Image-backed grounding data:

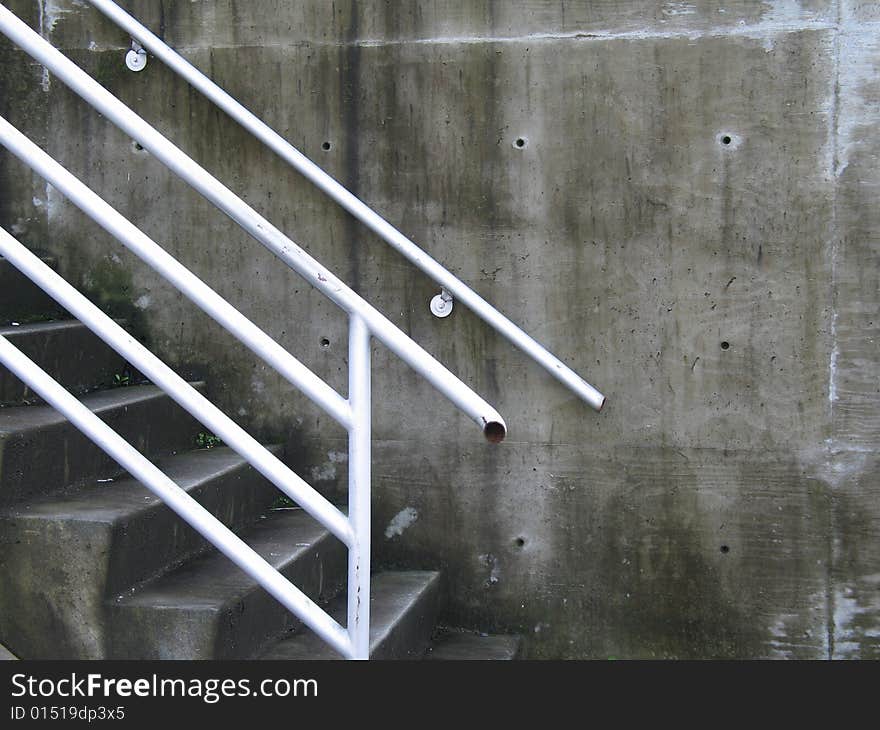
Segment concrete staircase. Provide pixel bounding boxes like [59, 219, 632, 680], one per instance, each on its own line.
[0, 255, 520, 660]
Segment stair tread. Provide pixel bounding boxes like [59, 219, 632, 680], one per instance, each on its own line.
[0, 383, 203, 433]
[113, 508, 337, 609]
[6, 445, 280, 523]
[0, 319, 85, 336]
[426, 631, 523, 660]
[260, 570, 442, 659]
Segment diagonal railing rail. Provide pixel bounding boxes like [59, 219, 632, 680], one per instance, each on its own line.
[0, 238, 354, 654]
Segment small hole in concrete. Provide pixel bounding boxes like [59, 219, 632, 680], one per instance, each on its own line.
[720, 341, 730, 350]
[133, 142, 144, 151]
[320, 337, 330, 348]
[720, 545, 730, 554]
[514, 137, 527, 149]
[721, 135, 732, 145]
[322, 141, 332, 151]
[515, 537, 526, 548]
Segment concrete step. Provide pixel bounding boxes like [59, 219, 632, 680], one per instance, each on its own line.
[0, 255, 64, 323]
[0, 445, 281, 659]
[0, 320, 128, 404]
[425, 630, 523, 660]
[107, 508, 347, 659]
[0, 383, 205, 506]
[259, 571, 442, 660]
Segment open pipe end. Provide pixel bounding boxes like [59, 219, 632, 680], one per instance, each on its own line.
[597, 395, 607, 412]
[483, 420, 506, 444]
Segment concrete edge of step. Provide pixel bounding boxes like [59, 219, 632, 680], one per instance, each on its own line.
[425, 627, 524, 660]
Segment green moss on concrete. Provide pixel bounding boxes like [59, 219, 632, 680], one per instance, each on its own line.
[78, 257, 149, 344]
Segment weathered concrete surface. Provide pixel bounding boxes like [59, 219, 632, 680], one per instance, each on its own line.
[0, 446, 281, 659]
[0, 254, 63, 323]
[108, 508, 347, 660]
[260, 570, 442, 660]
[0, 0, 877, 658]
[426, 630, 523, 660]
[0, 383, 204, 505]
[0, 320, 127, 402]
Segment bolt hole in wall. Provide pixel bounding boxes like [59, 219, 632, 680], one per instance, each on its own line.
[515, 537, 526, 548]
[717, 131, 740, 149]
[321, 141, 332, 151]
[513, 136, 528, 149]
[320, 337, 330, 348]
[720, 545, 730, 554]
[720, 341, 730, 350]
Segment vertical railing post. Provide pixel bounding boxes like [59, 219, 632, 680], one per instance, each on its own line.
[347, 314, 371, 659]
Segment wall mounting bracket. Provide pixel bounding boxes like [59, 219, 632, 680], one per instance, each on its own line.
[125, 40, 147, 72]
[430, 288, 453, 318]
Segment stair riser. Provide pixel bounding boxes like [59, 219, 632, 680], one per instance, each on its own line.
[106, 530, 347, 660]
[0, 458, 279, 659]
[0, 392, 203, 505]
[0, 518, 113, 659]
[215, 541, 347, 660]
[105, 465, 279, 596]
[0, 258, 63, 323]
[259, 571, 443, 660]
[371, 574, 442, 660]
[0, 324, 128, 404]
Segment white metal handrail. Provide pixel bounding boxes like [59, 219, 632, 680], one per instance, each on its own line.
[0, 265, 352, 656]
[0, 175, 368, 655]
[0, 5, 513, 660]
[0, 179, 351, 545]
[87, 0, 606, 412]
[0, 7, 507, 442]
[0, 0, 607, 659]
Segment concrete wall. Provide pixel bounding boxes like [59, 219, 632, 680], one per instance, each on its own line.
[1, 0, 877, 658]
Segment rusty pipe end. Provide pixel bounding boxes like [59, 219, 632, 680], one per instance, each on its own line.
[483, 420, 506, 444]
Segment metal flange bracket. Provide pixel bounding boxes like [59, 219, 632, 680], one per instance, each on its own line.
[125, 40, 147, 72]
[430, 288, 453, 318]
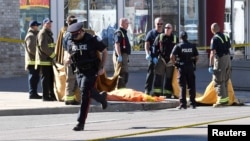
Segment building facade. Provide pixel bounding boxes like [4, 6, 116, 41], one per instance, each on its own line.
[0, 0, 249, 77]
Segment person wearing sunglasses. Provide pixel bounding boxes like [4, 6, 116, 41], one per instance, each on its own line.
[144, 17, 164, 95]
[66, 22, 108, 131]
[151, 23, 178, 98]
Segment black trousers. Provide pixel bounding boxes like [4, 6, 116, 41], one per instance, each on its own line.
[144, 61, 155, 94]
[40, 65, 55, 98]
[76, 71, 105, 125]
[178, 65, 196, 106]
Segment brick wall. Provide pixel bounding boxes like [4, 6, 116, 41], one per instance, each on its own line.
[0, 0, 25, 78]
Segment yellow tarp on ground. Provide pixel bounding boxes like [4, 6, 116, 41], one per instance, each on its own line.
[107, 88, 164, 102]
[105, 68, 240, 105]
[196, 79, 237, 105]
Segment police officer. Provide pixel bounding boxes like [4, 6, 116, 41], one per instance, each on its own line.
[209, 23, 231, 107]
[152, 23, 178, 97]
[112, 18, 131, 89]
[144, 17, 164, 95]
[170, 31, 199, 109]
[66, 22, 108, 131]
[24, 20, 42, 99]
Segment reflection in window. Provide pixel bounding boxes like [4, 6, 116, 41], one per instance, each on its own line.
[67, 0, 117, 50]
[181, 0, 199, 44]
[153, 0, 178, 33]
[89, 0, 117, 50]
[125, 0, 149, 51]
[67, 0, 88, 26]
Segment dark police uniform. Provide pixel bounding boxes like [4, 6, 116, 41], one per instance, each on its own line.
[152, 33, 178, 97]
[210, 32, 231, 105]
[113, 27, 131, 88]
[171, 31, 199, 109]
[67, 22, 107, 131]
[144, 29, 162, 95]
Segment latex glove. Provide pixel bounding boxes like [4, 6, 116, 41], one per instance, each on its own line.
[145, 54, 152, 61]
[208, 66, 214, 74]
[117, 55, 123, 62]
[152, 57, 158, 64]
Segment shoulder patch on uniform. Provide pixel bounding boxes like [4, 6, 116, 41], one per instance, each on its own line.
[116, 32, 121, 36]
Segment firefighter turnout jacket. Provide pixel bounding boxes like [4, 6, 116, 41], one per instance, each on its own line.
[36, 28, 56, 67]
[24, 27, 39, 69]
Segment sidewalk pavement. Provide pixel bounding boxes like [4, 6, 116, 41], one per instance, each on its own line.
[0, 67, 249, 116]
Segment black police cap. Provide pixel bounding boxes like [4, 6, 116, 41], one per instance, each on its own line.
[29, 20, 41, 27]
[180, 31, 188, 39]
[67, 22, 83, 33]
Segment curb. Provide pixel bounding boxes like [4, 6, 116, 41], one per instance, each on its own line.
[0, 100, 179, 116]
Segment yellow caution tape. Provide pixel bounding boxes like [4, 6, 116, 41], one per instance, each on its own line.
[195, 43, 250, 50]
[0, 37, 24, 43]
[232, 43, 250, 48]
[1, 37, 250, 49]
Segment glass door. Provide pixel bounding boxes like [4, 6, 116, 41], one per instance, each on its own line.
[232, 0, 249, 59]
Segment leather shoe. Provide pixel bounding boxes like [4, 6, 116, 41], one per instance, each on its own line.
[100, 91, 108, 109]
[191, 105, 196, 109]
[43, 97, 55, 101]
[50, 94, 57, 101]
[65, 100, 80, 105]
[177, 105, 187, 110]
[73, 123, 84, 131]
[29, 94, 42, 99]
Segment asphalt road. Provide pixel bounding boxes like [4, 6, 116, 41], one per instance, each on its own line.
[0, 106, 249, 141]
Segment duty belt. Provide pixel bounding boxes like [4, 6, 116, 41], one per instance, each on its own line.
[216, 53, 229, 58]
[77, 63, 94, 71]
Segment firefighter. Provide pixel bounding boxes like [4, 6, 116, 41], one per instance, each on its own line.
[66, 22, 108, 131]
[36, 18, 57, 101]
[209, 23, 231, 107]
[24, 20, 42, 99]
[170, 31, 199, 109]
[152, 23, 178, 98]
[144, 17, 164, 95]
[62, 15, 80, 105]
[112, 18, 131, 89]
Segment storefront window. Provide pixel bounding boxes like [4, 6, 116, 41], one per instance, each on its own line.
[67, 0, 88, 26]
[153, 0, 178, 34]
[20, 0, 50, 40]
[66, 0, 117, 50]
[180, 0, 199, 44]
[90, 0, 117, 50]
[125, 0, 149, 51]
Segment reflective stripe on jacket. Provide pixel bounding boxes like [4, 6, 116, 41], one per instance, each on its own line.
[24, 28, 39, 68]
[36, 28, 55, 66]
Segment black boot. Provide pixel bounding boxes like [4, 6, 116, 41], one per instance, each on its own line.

> _Problem to work on_
Restate, word for word, the final stretch of the entries above: the line containing "Segment glass door." and every line after it, up to and including the last.

> _Response_
Segment glass door. Provide pixel bounding boxes like [4, 6, 116, 41], one per instance, each on its own line.
[232, 0, 249, 59]
Segment leather shoe. Provide pixel bounding boxes like [4, 6, 116, 41], one per instance, each on its own line.
[100, 91, 108, 109]
[191, 105, 196, 109]
[43, 97, 55, 101]
[50, 94, 57, 101]
[65, 100, 80, 105]
[177, 105, 187, 110]
[73, 123, 84, 131]
[29, 94, 42, 99]
Segment asphalt road. Provide pixel bounding boxes like [4, 6, 116, 41], one per instance, each on its own line.
[0, 106, 249, 141]
Segment duty belt. Provide pixel bounding boxes like [4, 6, 116, 41], one per instance, each on its own line.
[216, 53, 229, 58]
[77, 63, 94, 71]
Segment firefighter. Provide pixel bounding boxes like [4, 6, 116, 41], one per instance, each on its own line.
[66, 22, 108, 131]
[36, 18, 57, 101]
[209, 23, 231, 107]
[24, 20, 42, 99]
[170, 31, 199, 109]
[152, 23, 178, 98]
[144, 17, 164, 95]
[62, 15, 80, 105]
[112, 18, 131, 89]
Segment storefront window. Provide pixel bounding boxes like [4, 6, 116, 41], one per instance, each on its own line.
[67, 0, 88, 26]
[153, 0, 178, 34]
[20, 0, 50, 40]
[66, 0, 117, 50]
[180, 0, 199, 44]
[90, 0, 117, 50]
[125, 0, 149, 51]
Segment reflective stripe on jacket. Provide pixel bounding boxes like [4, 6, 116, 41], one per instance, each on its own line.
[24, 28, 39, 68]
[36, 28, 55, 66]
Segment black boot. Provide pixel bounding boxes like [4, 6, 116, 41], one per instance, each on its own line.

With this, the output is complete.